◆ **Entries from a pointing dataset**
⟨

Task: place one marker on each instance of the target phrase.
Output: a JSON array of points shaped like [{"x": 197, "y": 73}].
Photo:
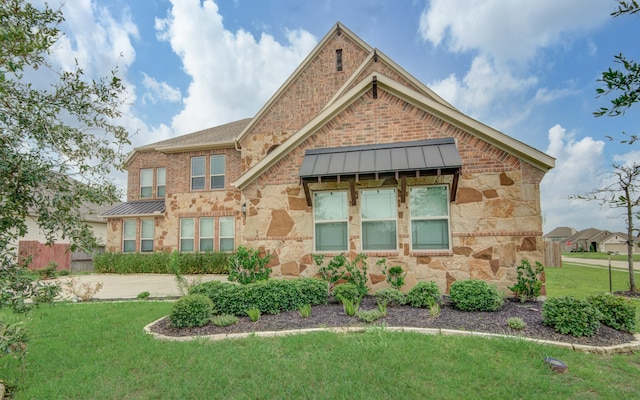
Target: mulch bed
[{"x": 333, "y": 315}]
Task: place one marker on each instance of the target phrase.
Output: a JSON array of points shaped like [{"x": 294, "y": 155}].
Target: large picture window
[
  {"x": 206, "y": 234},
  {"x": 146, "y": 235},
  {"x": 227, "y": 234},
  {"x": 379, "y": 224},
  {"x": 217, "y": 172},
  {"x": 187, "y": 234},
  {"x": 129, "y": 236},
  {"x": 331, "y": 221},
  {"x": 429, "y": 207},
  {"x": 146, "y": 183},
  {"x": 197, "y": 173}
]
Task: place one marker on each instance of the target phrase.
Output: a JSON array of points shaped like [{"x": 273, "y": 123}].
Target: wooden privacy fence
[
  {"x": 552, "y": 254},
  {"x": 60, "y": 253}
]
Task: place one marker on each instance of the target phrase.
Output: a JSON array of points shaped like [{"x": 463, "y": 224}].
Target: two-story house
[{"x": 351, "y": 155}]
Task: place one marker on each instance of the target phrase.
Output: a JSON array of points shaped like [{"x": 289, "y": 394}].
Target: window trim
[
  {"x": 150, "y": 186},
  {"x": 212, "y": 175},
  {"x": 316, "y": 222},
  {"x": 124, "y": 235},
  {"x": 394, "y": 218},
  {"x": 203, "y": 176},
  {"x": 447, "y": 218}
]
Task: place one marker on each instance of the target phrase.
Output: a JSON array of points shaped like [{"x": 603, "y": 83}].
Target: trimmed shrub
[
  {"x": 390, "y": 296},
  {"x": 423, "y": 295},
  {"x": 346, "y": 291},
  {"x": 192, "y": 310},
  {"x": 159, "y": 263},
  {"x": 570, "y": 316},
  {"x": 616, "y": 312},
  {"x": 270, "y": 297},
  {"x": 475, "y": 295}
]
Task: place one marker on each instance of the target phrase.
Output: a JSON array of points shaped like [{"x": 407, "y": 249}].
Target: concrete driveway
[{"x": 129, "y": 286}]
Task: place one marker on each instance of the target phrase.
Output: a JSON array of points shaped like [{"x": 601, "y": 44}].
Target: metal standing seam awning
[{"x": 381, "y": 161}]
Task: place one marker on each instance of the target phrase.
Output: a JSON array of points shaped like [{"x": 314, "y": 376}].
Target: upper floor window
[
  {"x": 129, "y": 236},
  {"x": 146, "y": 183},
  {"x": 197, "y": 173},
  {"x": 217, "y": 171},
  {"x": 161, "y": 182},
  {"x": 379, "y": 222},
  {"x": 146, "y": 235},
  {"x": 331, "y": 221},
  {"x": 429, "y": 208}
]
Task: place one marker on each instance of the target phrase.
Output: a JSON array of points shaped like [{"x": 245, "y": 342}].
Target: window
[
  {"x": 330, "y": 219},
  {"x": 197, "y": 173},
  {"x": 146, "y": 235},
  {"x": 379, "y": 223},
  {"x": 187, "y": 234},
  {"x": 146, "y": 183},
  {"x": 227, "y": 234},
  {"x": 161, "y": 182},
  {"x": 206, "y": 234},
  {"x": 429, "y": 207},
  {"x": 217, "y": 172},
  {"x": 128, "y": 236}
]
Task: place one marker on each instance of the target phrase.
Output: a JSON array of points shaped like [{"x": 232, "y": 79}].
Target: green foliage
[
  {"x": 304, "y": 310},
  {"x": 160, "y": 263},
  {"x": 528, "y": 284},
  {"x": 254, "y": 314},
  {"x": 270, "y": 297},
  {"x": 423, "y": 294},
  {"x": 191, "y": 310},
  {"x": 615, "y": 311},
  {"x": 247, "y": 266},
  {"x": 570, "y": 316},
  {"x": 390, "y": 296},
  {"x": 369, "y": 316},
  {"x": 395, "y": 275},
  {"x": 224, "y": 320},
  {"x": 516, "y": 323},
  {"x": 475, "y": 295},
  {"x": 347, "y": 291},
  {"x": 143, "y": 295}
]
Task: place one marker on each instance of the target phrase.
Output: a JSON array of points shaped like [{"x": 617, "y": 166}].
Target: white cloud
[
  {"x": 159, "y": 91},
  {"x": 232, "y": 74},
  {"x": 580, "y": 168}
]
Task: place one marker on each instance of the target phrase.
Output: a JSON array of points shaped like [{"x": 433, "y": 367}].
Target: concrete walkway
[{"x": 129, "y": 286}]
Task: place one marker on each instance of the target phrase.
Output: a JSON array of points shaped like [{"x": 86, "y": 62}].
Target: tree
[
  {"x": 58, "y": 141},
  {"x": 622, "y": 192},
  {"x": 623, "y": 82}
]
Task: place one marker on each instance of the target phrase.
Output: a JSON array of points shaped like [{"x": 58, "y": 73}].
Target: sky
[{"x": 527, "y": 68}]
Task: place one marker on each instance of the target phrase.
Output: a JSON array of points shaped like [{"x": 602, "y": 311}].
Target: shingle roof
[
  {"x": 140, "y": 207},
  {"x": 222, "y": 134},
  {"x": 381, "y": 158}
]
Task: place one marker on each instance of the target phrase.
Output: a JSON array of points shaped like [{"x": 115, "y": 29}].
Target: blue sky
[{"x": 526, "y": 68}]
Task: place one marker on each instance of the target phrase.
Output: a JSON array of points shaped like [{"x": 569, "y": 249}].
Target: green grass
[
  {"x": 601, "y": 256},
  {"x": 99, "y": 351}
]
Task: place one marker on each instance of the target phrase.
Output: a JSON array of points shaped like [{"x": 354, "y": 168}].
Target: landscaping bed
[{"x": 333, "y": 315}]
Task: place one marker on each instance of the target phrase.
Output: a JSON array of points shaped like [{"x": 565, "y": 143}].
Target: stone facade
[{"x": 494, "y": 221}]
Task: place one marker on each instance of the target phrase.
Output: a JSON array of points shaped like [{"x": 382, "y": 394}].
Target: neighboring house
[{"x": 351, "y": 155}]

⟩
⟨

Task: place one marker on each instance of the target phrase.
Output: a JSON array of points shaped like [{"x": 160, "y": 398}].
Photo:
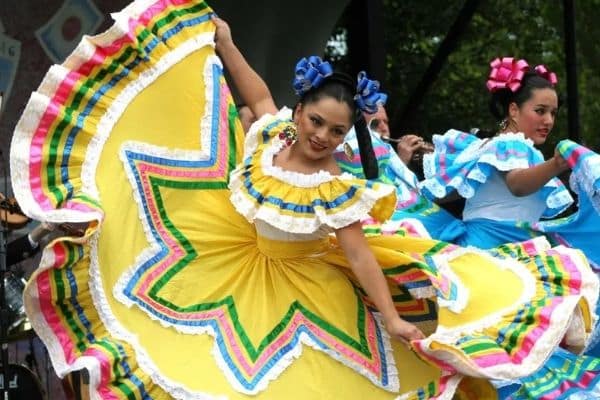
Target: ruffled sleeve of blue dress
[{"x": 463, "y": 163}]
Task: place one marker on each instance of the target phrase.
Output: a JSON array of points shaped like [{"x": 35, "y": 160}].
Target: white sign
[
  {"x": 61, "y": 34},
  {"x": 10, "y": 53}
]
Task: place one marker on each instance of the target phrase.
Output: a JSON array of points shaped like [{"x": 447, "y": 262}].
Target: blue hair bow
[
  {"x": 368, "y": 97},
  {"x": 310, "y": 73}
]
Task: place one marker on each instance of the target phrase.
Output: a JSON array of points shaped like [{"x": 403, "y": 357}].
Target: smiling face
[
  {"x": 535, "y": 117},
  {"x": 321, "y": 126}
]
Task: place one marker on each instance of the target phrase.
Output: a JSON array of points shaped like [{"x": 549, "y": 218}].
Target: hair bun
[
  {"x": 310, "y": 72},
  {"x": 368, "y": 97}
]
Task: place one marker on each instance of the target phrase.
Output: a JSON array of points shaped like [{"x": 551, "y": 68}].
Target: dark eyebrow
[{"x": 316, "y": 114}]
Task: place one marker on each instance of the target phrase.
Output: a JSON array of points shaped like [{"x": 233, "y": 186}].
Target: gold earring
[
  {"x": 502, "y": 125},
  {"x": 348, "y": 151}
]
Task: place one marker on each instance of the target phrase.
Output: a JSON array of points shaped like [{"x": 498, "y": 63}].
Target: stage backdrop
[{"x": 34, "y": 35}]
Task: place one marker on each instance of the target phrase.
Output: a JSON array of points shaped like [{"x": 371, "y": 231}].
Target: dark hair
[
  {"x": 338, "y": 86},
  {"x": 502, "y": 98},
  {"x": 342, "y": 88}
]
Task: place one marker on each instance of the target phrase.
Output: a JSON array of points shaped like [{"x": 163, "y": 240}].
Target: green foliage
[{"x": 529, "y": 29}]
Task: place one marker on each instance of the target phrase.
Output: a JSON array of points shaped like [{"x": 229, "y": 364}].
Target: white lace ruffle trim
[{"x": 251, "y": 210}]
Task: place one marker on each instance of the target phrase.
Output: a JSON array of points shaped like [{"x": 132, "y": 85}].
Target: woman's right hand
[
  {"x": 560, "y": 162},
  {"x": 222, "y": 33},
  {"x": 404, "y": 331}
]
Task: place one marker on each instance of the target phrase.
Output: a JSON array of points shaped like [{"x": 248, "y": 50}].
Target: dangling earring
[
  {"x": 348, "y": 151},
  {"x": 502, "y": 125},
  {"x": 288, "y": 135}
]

⟩

◆ **SHORT EXERCISE**
Find every line in the listing above that contains the word "house", and copy each of those lines.

◆ **THE ANSWER**
Target: two-story house
Target: neighboring house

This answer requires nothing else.